### Excerpted passage
┄┄┄┄┄┄┄┄┄┄┄┄┄┄┄┄┄┄┄┄

Secondly, well: you know that saying about a joke being funny at first, but the more one repeats it the less funny it becomes? Until it is repeated enough and in conjunction with the right timing (the “There is no possible way they would say/do that again right now”) it comes back around and is thus funny again? That is sort of the only possible joke ruleset one can do for a fighting game episode challenge and in this style of show. Which is to say: our cast needs to defeat not only the entire Virtua Fighter cast, but then also some various oddities, custom settings, and then just flat out needing to bring the smackdown to characters from entirely different games. For one hundred wins in all.

It is the kind of method where, as a second episode it may not be as strong or varied as the first, but it would likely bomb had it comes more towards the end of the series after more advanced cards had already been played. This does, in its own way, give the series room to move forwards and build up, which I can appreciate. Better to do this now than later, expecially as Virtua Fighter would be a key game they would almost have to bring up for this kind of fan letter of a show.

I must say, that the final boss of this challenge happens to be a rather particular leader of Sega’s own steam powered mecha contingent? Who destroys a lot of each of their health bars essentially on the raw power of their original game level Full Motion Video special moves?

That is rather nifty to see adapted as a gag in a genuine fully animated television series, itself done to look by and large like a video game.

 

 

 

 

HisCoool! SeHa Girls Sega Hard Girls

Sega Hard Girls (Hi☆sCoool! SeHa Girls) [Episode three]

 

It feels weird saying the “old” credits are back this week, given that the show has only been on the air for three episodes.

I happen to like the Sega franchises and references parade that this version of the credits are more than the idol dance sequence credits, though that is not to say that I dislike the latter either. The creative team related and stylistically similar gdgd Fairies just happens to have an idol dance ending of their own as well, and the Sega materials drive a lot of the visual flavor for this series as a distinctive factor. I imagine next week will be back to the idol dance, then returning to the super deformed credits, and so on, as the format of the show seems to maintain a setting where the episodes are effectively two parters. A first half at the academy, an eventual scene in the JoyJoy Room about where the next assignment for the girls are, and a follow-up the week after inside of a game world selected.

So Space Channel 5, while we saw a bit this week, will be tackled more thoroughly next time. Much to the Mega Drive’s alarm, I am sure. It is a very interesting choice to me as Dreamcast game to cycle towards, after Sega Saturn’s (as far as home ports are concerned) Virtua Fighter. Games such as Crazy Taxi or Jet Set Radio would be just as natural selections for example (and JSR even shows up in the newer credits this week), as they have just as bright and colorful color choices as Space Channel 5. The later is even largely responsible for the popularization for a time of cel-shaded video game graphics, so it would even have a direct avenue to a slightly altered graphical style. The selection of Space Channel 5 though I feel tells a few things. For one, Ulala is a solidly fun female character from Sega’s roster of the era, and still makes appearance in titles like their multi-franchise racing and sports games. She has a very quotable retro-future verbal style, and her music rhythm game series leads itself to rather silly and exaggerated moments as she attempts to rescue hostages from aliens with the power of dance.

┄┄┄┄┄┄┄┄┄┄┄┄┄┄┄┄┄┄┄┄

### Provided material
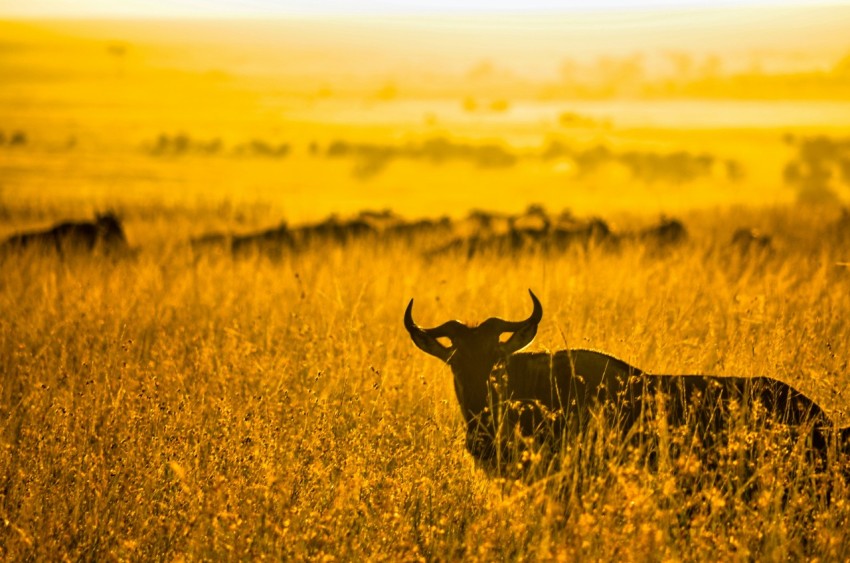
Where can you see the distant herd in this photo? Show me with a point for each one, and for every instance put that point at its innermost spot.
(478, 233)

┄┄┄┄┄┄┄┄┄┄┄┄┄┄┄┄┄┄┄┄

### Set task
Continue the Sega Hard Girls episode review above, picking up right after its last sentence.

### Solved problem
Crucially, and this is perhaps its bigger factor as a selection for a television show like this, are the core gameplay mechanics for Space Channel 5 are very simple to learn. The characters even go through the rhythm motions here! Up, down, etc on the directional pad end of things, and “Chu” for actually blasting an alien. That is all one needs to do to play. So as a game it is very easy to build a television episode setting around, since like Virtua Fighter the basic objective and the how/why is easy to get across due to the relatively few rules it needs to get across.

Also much like Virtua Fighter, Space Channel 5’s visual format (in this case a rhythm game where the parties are apart from one another) has a very defined staging and blocking element. It is the kind of thing which allows the simplicity of the moveset to create character situations for humor with ease, while the game itself also is not drowning out the experience for those with less of a personal background with it. The characters remain in focus, elastic as they are through the worlds they will travel to.

And that is good design, and paramount to this show doing well for others who are not giant Sega nerds like myself.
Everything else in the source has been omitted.